_What to produce_. Write out exactly the lines from the one containing "Target: drum head" through the last line of the records below, and no others.

[Given data]

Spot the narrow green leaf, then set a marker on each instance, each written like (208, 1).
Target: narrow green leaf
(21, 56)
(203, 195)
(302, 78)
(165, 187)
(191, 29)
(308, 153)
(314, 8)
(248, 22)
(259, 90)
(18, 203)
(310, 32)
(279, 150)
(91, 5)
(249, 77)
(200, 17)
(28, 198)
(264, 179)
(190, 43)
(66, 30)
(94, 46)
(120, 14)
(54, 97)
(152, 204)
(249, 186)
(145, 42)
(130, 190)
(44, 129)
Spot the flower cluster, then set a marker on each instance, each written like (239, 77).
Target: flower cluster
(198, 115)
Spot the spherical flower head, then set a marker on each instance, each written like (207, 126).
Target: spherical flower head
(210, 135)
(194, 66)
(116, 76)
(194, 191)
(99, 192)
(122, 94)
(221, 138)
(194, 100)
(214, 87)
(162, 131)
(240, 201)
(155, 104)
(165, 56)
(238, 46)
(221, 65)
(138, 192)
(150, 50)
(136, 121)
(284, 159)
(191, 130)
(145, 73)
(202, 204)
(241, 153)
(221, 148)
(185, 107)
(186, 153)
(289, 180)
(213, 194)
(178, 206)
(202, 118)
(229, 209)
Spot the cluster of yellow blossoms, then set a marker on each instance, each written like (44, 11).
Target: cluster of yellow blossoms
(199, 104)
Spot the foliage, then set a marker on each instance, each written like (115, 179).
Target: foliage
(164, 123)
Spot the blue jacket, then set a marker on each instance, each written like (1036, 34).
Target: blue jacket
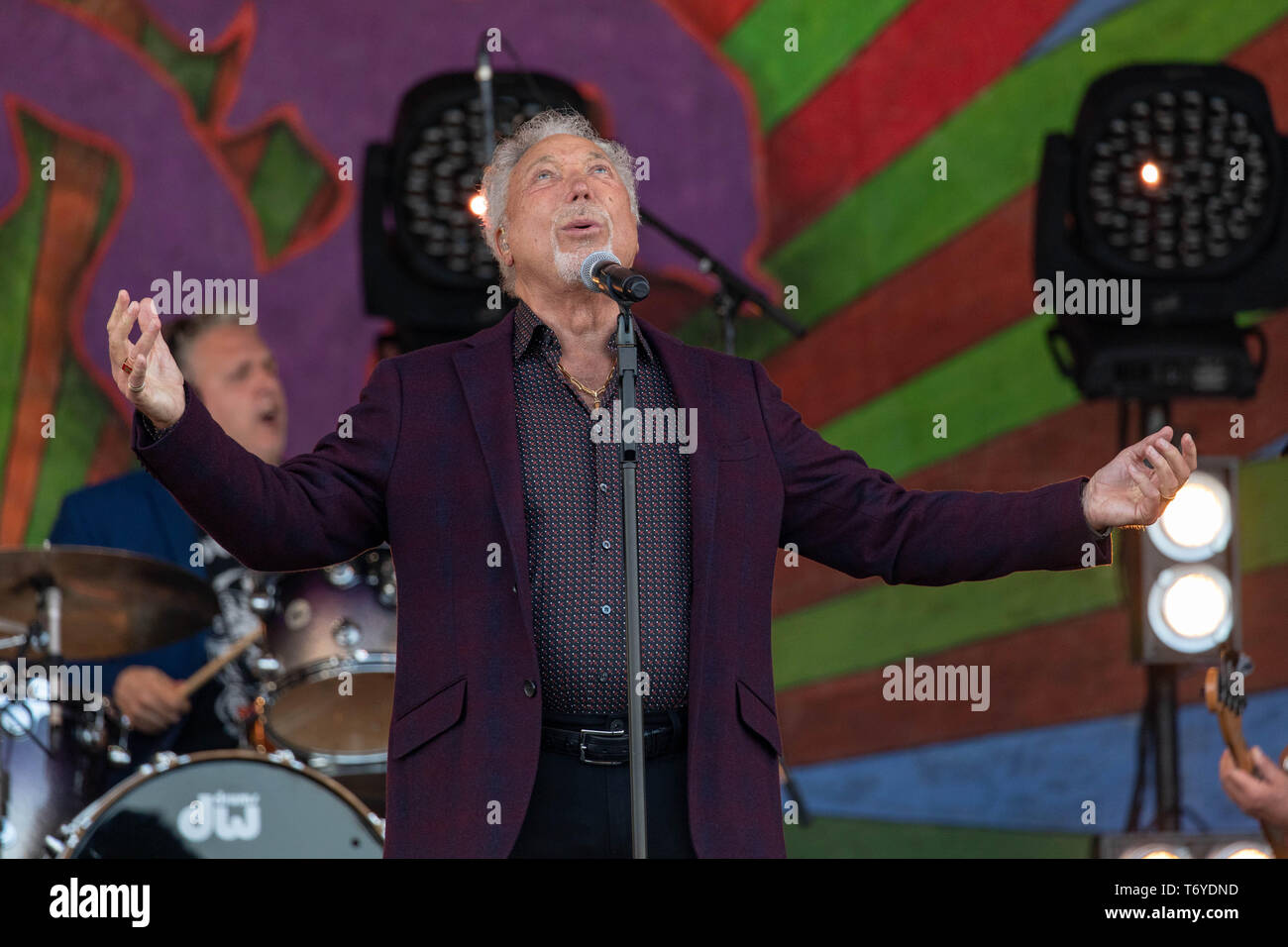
(136, 513)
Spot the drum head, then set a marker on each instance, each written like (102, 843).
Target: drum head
(227, 804)
(322, 714)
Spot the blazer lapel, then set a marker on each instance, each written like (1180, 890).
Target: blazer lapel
(485, 368)
(691, 380)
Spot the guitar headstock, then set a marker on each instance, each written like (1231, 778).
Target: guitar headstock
(1218, 686)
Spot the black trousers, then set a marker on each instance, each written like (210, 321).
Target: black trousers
(584, 810)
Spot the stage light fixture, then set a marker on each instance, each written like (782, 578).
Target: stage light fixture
(1173, 175)
(1198, 523)
(1188, 571)
(1180, 845)
(425, 263)
(1157, 851)
(1241, 849)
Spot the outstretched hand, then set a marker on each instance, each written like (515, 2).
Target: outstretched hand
(145, 371)
(1126, 492)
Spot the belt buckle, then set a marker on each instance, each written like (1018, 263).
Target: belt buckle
(600, 733)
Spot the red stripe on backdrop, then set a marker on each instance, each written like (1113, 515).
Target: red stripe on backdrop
(922, 67)
(1087, 657)
(969, 289)
(709, 18)
(1048, 454)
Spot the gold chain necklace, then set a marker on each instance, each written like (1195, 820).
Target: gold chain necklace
(583, 388)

[/Given data]

_Answer to this problem_.
Target: drum head
(227, 804)
(322, 714)
Spot the blazer lapel, then set a marker on each instance, each written like (1180, 890).
Target: blazer lapel
(485, 368)
(691, 380)
Spot the guitar headstock, then set a marker on each instance, each written like (1231, 778).
Target: guitar headstock
(1218, 686)
Spot the black trousers, then set a marker on each instance, each written like (210, 321).
Target: black trousers
(584, 810)
Spot the stage light fixture, then set a marker on each instance, each written like (782, 578).
Target: stage light fixture
(1173, 175)
(1198, 523)
(1188, 571)
(1180, 845)
(425, 263)
(1157, 851)
(1241, 849)
Spot the outstretched hand, then set a marker on each instance, each written like (515, 2).
Target: outstretched hand
(145, 371)
(1126, 492)
Spot the belt buckle, then set a marker on each instance, each written like (1018, 263).
Target: belt buckle
(600, 733)
Spot the red stripe on backdrop, then set a marker on each instance, each written like (1113, 515).
Target: red stripe on backdrop
(922, 67)
(1087, 657)
(969, 289)
(709, 18)
(1048, 454)
Spot the gold chain necklace, then set a marker on each instance, each written like (1195, 820).
Target: gold chain necklace
(583, 388)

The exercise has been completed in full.